READING PASSAGE.
Time Is, Time Was, Time Is Past
In the Famous Historie of Fryer Bacon, the anonymous author (c. 1555) describes how the philosopher-monk Roger Bacon (1220 - 1292) consulted with the Devil to build a mechanical head out of brass capable of answering any question put to it. Bacon’s intention was to create a kind of wall-mounted oracle, dispensing counsel and advice, aiding the philosopher by reciting news, recipes, formulas, and spells for him. Variations on the legend of the brazen head (sometimes a brazen man) went back centuries, often replacing Bacon with other suspiciously cunning men: Robert Grosseteste, Albertus Magnus, Pope Sylvester.
In his comic retelling of the myth, the Elizabethan playwright Robert Greene (the man who called Shakespeare an “upstart Crow”) has Bacon asleep onstage when the head, after seven years of labor, finally comes awake and speaks seven cryptic words: “Time is, time was, time is past.” Then, in Greene’s stage directions, “A lightning flashes forth, and a hand appears that breaks down the Head with a hammer.” Greene’s ending followed the common arc of the legend, which in every version ends with the brazen head destroyed—either smited by God or else shattered by a pious Christian. There was something disturbing, to the Medieval mind, about an artificial voice.

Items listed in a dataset
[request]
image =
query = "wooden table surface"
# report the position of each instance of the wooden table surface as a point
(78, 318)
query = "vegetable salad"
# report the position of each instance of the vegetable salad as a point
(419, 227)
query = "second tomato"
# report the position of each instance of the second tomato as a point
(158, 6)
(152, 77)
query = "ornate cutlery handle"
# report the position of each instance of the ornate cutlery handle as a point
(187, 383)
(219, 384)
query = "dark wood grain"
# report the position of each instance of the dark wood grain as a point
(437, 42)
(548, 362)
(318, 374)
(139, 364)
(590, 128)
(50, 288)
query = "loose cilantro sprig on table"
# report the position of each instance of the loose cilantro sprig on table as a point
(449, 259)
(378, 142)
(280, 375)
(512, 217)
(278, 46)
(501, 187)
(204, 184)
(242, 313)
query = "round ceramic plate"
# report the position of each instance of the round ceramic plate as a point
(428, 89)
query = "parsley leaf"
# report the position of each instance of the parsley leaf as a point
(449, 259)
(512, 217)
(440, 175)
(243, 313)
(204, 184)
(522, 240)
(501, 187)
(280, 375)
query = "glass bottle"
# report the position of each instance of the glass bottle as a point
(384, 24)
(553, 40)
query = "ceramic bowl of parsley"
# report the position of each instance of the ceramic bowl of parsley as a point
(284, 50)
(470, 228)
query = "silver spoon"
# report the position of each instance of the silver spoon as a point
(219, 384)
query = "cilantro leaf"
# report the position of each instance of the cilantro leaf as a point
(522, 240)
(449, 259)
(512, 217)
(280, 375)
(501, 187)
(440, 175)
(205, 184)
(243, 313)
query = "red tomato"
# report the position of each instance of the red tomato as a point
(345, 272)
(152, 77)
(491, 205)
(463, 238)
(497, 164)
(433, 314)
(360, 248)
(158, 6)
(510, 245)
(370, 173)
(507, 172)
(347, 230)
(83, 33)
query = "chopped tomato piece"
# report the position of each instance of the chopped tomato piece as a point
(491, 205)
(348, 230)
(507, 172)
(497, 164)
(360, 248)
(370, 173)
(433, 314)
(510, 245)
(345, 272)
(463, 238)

STATED GOAL.
Can you repeat the brazen head passage from "In his comic" to "an artificial voice.", changing "hammer" to "mallet"?

RESPONSE.
In his comic retelling of the myth, the Elizabethan playwright Robert Greene (the man who called Shakespeare an “upstart Crow”) has Bacon asleep onstage when the head, after seven years of labor, finally comes awake and speaks seven cryptic words: “Time is, time was, time is past.” Then, in Greene’s stage directions, “A lightning flashes forth, and a hand appears that breaks down the Head with a mallet.” Greene’s ending followed the common arc of the legend, which in every version ends with the brazen head destroyed—either smited by God or else shattered by a pious Christian. There was something disturbing, to the Medieval mind, about an artificial voice.